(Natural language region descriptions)
/---

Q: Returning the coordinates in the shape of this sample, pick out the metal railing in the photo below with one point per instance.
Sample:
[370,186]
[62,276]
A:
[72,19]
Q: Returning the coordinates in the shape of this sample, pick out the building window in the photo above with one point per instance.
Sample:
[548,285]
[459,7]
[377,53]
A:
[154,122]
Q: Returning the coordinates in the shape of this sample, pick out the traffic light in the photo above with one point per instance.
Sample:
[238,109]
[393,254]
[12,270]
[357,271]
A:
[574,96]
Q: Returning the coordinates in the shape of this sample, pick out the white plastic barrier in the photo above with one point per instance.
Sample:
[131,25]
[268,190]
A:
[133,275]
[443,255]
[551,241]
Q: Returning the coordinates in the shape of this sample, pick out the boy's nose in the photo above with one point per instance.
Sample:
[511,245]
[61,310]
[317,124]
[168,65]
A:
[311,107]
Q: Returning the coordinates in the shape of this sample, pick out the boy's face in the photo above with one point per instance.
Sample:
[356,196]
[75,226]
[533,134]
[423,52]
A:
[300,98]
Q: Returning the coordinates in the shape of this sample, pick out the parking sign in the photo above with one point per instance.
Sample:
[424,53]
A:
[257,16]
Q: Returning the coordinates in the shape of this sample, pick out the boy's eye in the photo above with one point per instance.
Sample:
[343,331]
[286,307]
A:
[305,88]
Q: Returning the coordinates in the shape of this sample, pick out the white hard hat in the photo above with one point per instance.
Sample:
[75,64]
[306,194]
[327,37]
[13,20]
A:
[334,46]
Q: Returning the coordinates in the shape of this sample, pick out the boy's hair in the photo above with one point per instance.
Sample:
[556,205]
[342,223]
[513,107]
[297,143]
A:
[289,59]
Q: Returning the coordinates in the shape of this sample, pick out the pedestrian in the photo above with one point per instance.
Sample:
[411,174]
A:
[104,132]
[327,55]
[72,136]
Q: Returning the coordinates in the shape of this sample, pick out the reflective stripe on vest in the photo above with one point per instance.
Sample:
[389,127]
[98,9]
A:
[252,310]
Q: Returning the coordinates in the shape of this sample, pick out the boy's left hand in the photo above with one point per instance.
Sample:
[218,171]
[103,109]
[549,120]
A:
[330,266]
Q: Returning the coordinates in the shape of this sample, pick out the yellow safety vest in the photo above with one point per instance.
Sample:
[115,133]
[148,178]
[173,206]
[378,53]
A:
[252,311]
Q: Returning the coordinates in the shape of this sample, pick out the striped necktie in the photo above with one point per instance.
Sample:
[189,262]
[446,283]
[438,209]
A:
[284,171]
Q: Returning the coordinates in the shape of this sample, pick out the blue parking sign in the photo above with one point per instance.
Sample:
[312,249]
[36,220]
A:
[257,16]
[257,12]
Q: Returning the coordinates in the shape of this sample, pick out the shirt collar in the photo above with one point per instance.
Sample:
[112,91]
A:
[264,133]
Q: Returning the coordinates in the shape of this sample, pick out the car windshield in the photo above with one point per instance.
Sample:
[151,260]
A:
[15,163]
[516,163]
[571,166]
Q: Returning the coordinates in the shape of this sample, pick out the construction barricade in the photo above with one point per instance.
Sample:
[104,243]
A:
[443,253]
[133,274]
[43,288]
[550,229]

\---

> [What you will do]
Search the data for "out the striped". Beginning with that line, set down every line through the last exactly.

> [The answer]
Q: Returning the coordinates in the shape of this sample, pick out the striped necktie in the photo above with one point per instance.
Sample:
[189,262]
[446,283]
[438,209]
A:
[284,171]
Q: Returning the coordinates in the shape of this sample, pick out the blue parking sign in the photo above with one point per instance.
Sample:
[312,249]
[36,220]
A:
[257,16]
[257,12]
Q: Returning the coordinates in the shape of this sample, pick out the shirt collar in the photo above with one point per instance.
Sample:
[112,91]
A:
[264,133]
Q: Returning the coordinates in the shape of this sample, pick out the car windshield in the photo above with one point per instance.
Sample:
[151,260]
A:
[15,163]
[516,163]
[571,166]
Q: Returning the coordinates in the shape of this sample, pick out the construction barricade in the photo above with one point per instance.
Sample:
[104,243]
A:
[443,253]
[133,274]
[43,288]
[550,229]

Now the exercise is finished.